Work instructions
All of the entries below should be copied exactly as they appear.

------------------------------------------------------------

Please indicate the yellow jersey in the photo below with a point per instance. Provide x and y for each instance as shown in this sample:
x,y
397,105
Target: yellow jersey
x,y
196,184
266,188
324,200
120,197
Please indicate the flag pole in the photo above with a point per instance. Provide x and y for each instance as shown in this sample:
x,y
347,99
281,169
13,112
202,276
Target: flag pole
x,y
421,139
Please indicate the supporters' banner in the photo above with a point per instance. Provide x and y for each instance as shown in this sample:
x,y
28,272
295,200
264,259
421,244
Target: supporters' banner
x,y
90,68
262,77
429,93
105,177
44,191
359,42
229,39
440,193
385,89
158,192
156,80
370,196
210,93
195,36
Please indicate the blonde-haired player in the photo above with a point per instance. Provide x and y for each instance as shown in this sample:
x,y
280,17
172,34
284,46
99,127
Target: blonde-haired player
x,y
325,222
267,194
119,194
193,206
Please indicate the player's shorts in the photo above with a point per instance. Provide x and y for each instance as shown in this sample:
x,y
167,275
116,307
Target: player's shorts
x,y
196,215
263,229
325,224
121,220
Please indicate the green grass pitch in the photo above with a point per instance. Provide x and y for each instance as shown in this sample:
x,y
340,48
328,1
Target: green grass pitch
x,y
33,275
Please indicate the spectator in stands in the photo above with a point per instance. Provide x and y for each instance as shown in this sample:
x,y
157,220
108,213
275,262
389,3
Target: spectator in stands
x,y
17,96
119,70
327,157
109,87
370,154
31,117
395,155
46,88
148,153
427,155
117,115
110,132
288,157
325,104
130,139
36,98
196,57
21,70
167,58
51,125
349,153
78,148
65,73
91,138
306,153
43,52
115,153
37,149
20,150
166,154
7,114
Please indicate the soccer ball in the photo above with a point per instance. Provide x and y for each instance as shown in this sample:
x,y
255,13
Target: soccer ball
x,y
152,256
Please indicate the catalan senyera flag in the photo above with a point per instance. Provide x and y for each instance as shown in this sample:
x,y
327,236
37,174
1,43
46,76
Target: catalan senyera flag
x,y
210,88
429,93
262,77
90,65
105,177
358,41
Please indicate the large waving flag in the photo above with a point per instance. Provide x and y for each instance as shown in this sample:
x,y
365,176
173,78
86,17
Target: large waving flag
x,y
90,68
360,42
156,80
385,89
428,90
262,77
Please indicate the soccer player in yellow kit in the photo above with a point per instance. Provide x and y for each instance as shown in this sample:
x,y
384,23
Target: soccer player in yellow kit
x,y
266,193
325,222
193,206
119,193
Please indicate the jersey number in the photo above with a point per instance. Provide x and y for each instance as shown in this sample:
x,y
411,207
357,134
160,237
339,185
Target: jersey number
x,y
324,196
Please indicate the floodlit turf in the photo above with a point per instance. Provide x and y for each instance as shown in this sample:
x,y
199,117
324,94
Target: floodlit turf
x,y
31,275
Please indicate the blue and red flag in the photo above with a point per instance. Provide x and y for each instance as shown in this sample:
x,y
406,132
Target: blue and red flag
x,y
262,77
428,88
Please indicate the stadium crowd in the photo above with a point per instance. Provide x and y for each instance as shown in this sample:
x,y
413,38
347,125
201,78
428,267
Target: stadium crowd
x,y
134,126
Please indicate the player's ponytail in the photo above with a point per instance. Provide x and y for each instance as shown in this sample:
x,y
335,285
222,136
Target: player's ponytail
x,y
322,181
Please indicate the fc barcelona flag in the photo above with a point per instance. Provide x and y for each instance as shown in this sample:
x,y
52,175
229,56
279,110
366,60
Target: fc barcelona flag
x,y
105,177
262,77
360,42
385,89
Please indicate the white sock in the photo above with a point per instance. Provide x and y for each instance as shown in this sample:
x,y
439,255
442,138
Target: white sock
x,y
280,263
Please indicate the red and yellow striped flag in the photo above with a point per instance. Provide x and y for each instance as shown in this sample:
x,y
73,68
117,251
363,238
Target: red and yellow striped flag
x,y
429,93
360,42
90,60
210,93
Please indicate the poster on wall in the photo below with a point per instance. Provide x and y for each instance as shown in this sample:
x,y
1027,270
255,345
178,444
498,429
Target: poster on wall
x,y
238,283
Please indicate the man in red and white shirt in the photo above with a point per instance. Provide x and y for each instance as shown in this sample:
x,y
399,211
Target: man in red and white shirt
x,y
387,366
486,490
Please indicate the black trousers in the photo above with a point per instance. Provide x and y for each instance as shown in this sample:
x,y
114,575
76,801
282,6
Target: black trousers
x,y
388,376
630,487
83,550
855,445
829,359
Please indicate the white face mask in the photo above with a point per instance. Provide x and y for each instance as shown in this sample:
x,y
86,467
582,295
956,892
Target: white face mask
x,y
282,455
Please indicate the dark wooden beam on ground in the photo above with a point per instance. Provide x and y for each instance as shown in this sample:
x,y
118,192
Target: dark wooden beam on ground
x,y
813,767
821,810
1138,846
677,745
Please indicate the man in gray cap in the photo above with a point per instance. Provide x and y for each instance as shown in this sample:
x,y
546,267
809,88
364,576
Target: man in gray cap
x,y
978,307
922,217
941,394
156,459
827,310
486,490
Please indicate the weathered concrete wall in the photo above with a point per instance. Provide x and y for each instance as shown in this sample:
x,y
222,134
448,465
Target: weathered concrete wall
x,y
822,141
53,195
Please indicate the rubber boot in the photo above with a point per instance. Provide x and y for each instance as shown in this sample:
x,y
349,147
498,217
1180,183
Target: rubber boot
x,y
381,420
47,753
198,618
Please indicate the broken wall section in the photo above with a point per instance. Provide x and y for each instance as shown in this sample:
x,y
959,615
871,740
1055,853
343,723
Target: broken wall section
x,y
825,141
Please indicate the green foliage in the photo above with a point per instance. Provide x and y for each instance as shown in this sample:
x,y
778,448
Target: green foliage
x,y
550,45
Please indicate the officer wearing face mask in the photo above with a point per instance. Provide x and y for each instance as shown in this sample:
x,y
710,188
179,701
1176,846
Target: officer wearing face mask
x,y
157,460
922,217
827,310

------------------------------------------------------------

Response below
Please indicate the yellow jersey in the photo below with a point per instance. Provide x and y for each instance as shown in this sample:
x,y
397,105
Target: yellow jersey
x,y
196,184
266,188
324,200
120,197
Please indicate the flag pole in the photo above with a point per instance. Provide x and y for each instance as shown in this sample:
x,y
347,99
281,169
13,112
202,276
Target: flag pole
x,y
421,139
Please indicate the supporters' banner in the photo above with a point per instance. Provide x and y for each instance as shown in this sample:
x,y
28,272
295,200
264,259
421,244
Target: supporters' banner
x,y
90,68
262,77
429,93
105,177
44,191
359,42
229,39
440,193
385,89
158,192
156,80
370,196
210,93
195,36
Please indicate the blonde-haired player in the photo above with a point per instance. Provide x and y for each instance as shown in this sample:
x,y
280,17
172,34
284,46
99,127
Target: blonde-haired player
x,y
325,222
267,194
119,194
193,206
Please indicate the player's shorts in the photo above with a point per instance. Provide x and y for each instance as shown in this sample:
x,y
167,275
116,307
Target: player's shorts
x,y
196,215
263,229
325,224
121,220
Please indicate the green grass pitch in the photo above with a point per instance. Provide x and y for each instance as shown in this sample:
x,y
340,48
328,1
Target: green grass pitch
x,y
33,275
Please indicate the spectator in stands in the photo above with a point per instance. Provide x and y for each instance as shown in this sample:
x,y
157,220
108,213
275,262
389,3
Target: spectator in stands
x,y
17,96
119,70
327,157
109,87
370,154
31,117
395,155
46,88
148,153
427,155
117,115
110,132
288,157
325,104
130,139
36,98
196,57
21,70
167,58
51,125
349,153
78,148
65,73
91,138
306,153
43,52
115,153
37,149
20,150
166,154
7,114
Please indicate the soccer ball in the photo above with a point per instance. Provide x and y for each instance as shown in this sample:
x,y
255,13
Target: soccer ball
x,y
152,256
Please indicate the catalan senyera flag in the photo above with a point per instance. Provide x and y for each instance as shown in this sample:
x,y
327,236
37,174
1,43
46,76
Target: catalan senyera flag
x,y
210,88
429,93
262,77
90,65
105,177
358,41
Please indicate the large waving flag in the photo above with a point per instance. Provide x and y for each instance as shown in this sample:
x,y
365,176
173,78
86,17
Target: large waving flag
x,y
90,68
360,42
156,80
385,89
428,90
262,77
Please indicate the soccer player in yellow kit in the photo above with a point per instance. Provide x and y for each instance as shown in this sample:
x,y
384,23
Target: soccer player in yellow kit
x,y
266,193
325,222
193,206
119,193
Please indicate the jersey number in the photo above with a point per instance. Provide x and y for each instance as shown in this sample:
x,y
411,207
357,134
160,237
339,185
Target: jersey number
x,y
324,196
Please indicate the floodlit turf in the photo above with a point per instance. Provide x and y for each instance as shown in this sample:
x,y
199,117
324,94
Target: floodlit turf
x,y
31,275
Please indicate the blue and red flag in the photo above with a point per instance. Provide x and y for each instance as shown in this sample:
x,y
406,132
Target: blue and red flag
x,y
262,77
428,88
Please indicate the stadium crowd in the photo above with a point per instance. Provide x and y for each instance as shown in this sample:
x,y
413,38
347,125
201,78
428,267
Target: stadium crowd
x,y
134,126
Please indicate the player's ponytail in the photo above with a point per instance. Provide x and y for each instance as shown in this sample:
x,y
335,285
222,136
Target: player's ponytail
x,y
322,181
Please indicate the fc barcelona flag in the photo above with a point per instance. Provide x and y for each instance as shown in this sample:
x,y
52,175
229,56
279,110
366,60
Target: fc barcelona flag
x,y
105,177
262,77
360,42
385,89
Please indicate the white sock in the photo above with a point per instance. Provide x and y for each instance as shown in this sample:
x,y
439,255
442,138
Target: white sock
x,y
280,263
Please indicate the red and yellow striped flag in the photo above with a point per instance. Provide x and y for each instance as shown in this sample:
x,y
73,68
117,251
363,238
Target: red and yellow striped flag
x,y
429,93
360,42
90,60
210,93
Please indicate the poster on wall in the photo below with a point per instance. Provide x and y for each instance as shown in this sample:
x,y
1027,270
255,345
178,444
498,429
Target: poster on wall
x,y
238,283
Please indicate the man in red and white shirt in the photo above with a point per instance. Provide x and y for each instance as shown in this sample:
x,y
399,211
Target: man in red and white shirt
x,y
387,366
486,490
Please indicate the black trousers in the photo above with a point per instance. Provide x and y for each instance as shown in this sample:
x,y
114,575
76,801
282,6
Target: black trousers
x,y
388,376
630,487
83,550
855,445
829,359
Please indicate the white face mask in the photo above with a point per instance. Provide x and y for each instance as shown in this sample:
x,y
86,467
582,295
956,892
Target: white face mask
x,y
282,455
Please indicate the dark wooden beam on ground in the photo above with a point per instance. Provide x and y for each instance as shown in this sample:
x,y
118,192
Target: dark wooden beam on ground
x,y
813,767
821,810
1138,846
677,745
Please indicate the man in gray cap in the photo above with a point per instance. Provide x and y for each instance as shown in this sample:
x,y
546,267
809,88
364,576
Target: man in gray cap
x,y
978,307
922,217
941,394
156,459
827,310
486,490
Please indicate the weathered concrete wall in the photo above with a point per instance. Provide x and y for each instance as shown in this sample:
x,y
222,134
448,465
Target: weathered concrete wall
x,y
822,141
53,195
Please indicate the rubber boot in the photo above with a point per instance. Provide x and y for each instance as shown in this sample:
x,y
349,147
498,217
1180,183
Target: rubber boot
x,y
381,420
47,753
198,618
Please indicate the broken wall section in the photo above with a point per instance. Provide x and y for each instance as shown in this sample:
x,y
959,615
871,740
1055,853
343,723
Target: broken wall section
x,y
825,141
Please indicate the green foliage in the photo above with a point per instance. Provide x and y for each instance as shown in this sample:
x,y
778,448
Target: green foliage
x,y
550,45
Please indicate the officer wearing face mask in the photo above with a point per instance. Provide x and y for each instance as shown in this sample:
x,y
710,188
179,701
1176,846
Target: officer wearing face mask
x,y
157,460
922,217
827,310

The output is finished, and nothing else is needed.